» **Tasks**:
(A) In the pool story, what did the bartender deliver?
(B) Repeat the stretch of the pool story from "Rick also enjoyed" through "said the Tequila.".
(C) Condense the paragraph of the pool story beginning "Rick also enjoyed the fruits" into a short bulleted list that keeps its main facts.

» **Document section**:
┄┄┄┄┄┄

Rick also enjoyed the fruits of naked swimming, but was either gentlemanly or frightened of us, and he maintained a safe distance. Emerging from the water to retrieve the already-forgotten wine, he turned to avoid flashing us. It was then that he accidentally exposed himself to the bartender, who had thoughtfully delivered us an ice bucket to chill the wine. What service! Mentioning nothing of nudity, the bartender retreated. Rick scrambled to replace his trunks and warn us, but it was too late. By the time he found us, we had already succumbed to the temptation of the pool centrepiece---a large sculpture designed to look like a beach recliner. And on it we stood.

Four resort employees, all male, had gathered at the poolside and were calling us over. “Just act casual,” said the Tequila.

Since no one addressed our state of undress, I figured the friendly staff hadn’t noticed. “It’s really dark out; they probably just think you’re wearing a white bathing suit,” reasoned the Tequila again. I chatted in Spanish with the workers, I think, and vaguely recall a marriage proposal.

┄┄┄┄┄┄

» **Record set**:
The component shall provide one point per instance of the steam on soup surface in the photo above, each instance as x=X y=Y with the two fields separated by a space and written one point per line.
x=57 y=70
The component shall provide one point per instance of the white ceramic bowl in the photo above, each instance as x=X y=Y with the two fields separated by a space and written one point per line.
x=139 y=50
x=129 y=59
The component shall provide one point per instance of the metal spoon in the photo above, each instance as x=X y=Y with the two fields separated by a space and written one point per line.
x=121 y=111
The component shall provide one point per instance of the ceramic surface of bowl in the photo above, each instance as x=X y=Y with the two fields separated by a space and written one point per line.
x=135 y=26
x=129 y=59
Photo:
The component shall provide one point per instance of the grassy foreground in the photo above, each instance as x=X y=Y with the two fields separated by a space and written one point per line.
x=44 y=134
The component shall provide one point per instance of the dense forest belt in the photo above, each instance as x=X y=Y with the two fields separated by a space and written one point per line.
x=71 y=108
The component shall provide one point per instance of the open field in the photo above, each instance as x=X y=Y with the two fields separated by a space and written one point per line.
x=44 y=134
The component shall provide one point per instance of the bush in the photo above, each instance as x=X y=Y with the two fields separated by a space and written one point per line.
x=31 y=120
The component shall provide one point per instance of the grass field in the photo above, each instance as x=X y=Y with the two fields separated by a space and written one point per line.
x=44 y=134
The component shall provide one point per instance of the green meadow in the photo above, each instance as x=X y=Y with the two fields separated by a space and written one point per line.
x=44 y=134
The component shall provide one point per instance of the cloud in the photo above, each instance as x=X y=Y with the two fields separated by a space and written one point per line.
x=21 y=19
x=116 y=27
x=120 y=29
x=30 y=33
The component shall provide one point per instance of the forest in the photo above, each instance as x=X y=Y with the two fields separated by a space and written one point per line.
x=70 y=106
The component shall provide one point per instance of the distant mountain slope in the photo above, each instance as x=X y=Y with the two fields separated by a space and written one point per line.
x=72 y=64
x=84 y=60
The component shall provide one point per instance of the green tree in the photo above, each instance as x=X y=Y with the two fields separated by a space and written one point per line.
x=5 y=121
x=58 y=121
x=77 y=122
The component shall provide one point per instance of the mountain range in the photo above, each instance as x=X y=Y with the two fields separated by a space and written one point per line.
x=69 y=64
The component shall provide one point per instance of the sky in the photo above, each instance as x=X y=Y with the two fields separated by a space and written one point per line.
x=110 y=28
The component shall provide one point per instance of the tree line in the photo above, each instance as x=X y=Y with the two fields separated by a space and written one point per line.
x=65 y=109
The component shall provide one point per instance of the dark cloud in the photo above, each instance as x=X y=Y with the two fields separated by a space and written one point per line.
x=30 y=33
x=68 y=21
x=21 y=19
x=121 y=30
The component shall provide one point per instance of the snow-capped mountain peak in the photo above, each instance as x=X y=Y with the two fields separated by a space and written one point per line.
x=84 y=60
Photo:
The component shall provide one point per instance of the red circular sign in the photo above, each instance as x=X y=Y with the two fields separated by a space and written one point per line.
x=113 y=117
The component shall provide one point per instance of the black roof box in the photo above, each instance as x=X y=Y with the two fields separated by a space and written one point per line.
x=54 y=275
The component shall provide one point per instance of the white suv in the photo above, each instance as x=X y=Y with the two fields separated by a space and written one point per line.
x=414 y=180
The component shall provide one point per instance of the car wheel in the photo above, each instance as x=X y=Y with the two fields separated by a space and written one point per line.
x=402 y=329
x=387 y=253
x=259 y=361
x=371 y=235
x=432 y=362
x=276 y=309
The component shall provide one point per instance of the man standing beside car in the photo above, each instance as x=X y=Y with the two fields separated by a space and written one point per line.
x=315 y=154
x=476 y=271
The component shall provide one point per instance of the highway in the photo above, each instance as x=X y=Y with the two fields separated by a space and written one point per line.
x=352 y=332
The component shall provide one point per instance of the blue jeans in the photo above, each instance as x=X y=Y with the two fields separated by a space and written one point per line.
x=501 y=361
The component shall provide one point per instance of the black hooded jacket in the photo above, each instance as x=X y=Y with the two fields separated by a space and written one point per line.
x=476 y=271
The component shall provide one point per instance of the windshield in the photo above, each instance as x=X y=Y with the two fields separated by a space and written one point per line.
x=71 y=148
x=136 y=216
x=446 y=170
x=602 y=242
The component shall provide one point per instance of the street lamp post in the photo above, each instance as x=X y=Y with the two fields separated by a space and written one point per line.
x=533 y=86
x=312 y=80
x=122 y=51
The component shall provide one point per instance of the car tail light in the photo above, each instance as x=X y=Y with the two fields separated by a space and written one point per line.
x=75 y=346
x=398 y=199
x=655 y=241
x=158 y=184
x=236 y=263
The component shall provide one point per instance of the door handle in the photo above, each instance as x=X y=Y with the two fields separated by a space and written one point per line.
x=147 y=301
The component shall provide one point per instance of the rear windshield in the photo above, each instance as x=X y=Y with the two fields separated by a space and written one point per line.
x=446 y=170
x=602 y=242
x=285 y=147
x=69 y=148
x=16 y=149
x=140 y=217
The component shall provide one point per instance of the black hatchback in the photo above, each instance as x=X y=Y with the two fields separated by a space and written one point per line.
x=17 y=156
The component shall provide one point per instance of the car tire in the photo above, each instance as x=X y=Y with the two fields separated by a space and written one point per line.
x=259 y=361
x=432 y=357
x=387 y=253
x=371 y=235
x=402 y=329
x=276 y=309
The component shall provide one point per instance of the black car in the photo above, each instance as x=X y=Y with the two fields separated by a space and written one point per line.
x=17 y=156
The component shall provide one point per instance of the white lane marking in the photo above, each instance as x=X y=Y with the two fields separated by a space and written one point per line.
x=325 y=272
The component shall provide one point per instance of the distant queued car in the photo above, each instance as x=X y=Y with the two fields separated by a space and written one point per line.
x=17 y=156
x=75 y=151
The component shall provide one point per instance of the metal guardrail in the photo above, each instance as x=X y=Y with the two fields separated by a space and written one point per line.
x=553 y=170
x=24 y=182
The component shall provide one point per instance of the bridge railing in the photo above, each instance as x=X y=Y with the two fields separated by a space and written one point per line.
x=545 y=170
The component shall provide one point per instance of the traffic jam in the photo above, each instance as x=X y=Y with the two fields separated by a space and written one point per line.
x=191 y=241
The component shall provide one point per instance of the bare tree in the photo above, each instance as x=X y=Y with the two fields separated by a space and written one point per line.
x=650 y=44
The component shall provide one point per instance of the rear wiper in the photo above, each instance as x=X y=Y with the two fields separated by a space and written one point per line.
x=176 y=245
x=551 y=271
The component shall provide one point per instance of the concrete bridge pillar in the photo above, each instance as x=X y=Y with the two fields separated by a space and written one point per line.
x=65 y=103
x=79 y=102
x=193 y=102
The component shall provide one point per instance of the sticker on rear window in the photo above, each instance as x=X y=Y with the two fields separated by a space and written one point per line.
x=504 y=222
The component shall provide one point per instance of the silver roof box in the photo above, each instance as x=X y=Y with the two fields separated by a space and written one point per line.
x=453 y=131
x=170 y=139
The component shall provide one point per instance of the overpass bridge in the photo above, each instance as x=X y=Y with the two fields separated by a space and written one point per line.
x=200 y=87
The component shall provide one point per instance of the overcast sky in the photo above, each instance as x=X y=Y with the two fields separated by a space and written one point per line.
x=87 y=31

┄┄┄┄┄┄

» **Results**:
(A) An ice bucket to chill the wine.

(B)
Rick also enjoyed the fruits of naked swimming, but was either gentlemanly or frightened of us, and he maintained a safe distance. Emerging from the water to retrieve the already-forgotten wine, he turned to avoid flashing us. It was then that he accidentally exposed himself to the bartender, who had thoughtfully delivered us an ice bucket to chill the wine. What service! Mentioning nothing of nudity, the bartender retreated. Rick scrambled to replace his trunks and warn us, but it was too late. By the time he found us, we had already succumbed to the temptation of the pool centrepiece---a large sculpture designed to look like a beach recliner. And on it we stood.

Four resort employees, all male, had gathered at the poolside and were calling us over. “Just act casual,” said the Tequila.

(C)
- Rick also swam naked but kept a safe distance from the narrator's group.
- While getting out of the water to fetch the wine, he turned to avoid flashing the group. He accidentally exposed himself to the bartender, who had brought an ice bucket to chill the wine.
- The bartender said nothing about the nudity and withdrew.
- Rick hurried to put his trunks back on and warn the group. By then they were already standing on the pool's centerpiece, a large sculpture shaped like a beach recliner.